Please pick out every line in the records below that contains the word "target", and copy each one. Matching is case-sensitive.

● **DATA TO USE**

▶

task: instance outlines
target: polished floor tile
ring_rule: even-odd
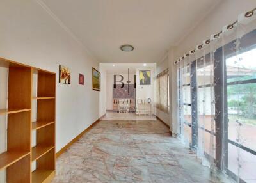
[[[232,182],[159,121],[100,121],[58,158],[54,183]]]

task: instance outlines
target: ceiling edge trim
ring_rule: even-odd
[[[182,36],[180,39],[179,39],[174,44],[175,46],[179,46],[189,36],[189,35],[198,27],[200,23],[202,23],[204,20],[205,20],[214,10],[218,7],[222,1],[220,0],[218,0],[216,4],[210,7],[207,11],[206,11],[205,13],[202,15],[201,18],[198,20],[188,30],[187,32]]]
[[[42,0],[35,0],[95,61],[99,62],[96,58],[88,50],[86,47],[77,38],[73,32],[52,12],[52,11]]]

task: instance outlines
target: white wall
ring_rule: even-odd
[[[106,114],[106,70],[104,67],[101,67],[100,63],[100,72],[101,74],[100,79],[100,99],[99,99],[99,108],[100,108],[100,118]]]
[[[177,122],[178,106],[177,105],[177,68],[173,65],[184,53],[195,49],[196,45],[201,44],[202,41],[209,38],[210,35],[218,33],[222,27],[237,20],[239,14],[251,10],[256,7],[255,0],[224,0],[214,7],[192,31],[180,42],[177,47],[171,47],[168,52],[169,70],[171,71],[170,86],[172,92],[171,100],[172,107],[172,132],[177,133]]]
[[[115,74],[116,75],[122,75],[124,80],[122,82],[127,84],[128,81],[128,74]],[[134,84],[134,75],[135,73],[130,73],[130,84]],[[113,110],[113,84],[114,84],[114,74],[107,74],[106,75],[106,110]],[[121,77],[116,76],[116,81],[121,80]],[[120,83],[117,82],[116,84]]]
[[[58,152],[99,118],[99,93],[92,90],[92,67],[99,68],[99,62],[36,1],[1,0],[0,25],[1,57],[57,74],[59,64],[71,68],[71,85],[57,79]]]
[[[168,56],[166,56],[161,62],[156,65],[156,74],[159,74],[165,69],[169,67]],[[169,113],[166,113],[161,110],[156,109],[156,116],[159,118],[165,123],[170,125]]]
[[[151,99],[152,104],[152,113],[156,115],[156,109],[154,107],[155,101],[155,88],[154,88],[154,77],[156,76],[156,68],[155,67],[150,68],[138,68],[136,69],[136,99],[137,100],[147,100],[148,98]],[[140,85],[140,70],[150,70],[151,74],[151,84],[150,85]]]

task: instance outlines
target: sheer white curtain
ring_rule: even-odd
[[[237,182],[256,182],[253,11],[176,61],[179,136],[212,172],[221,170]]]
[[[164,113],[169,112],[169,73],[166,69],[159,74],[156,78],[156,107]]]

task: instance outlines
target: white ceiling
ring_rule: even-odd
[[[157,62],[221,0],[42,1],[100,62]]]
[[[146,66],[144,66],[144,63]],[[113,66],[114,65],[115,66]],[[136,74],[136,68],[156,69],[156,63],[100,63],[100,68],[106,74],[128,74],[128,68],[131,74]]]

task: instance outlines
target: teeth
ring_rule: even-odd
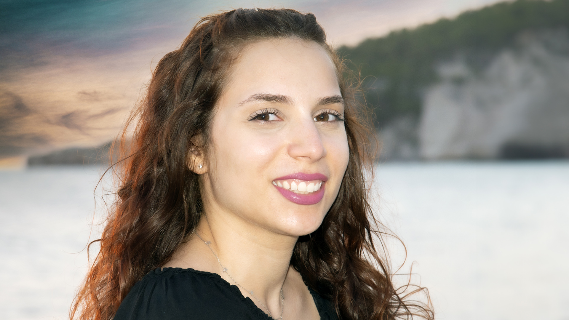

◀

● **CORRECT ANSWER**
target: polished floor tile
target: ceiling edge trim
target: white wall
target: sheer white curtain
target: white ceiling
target: teeth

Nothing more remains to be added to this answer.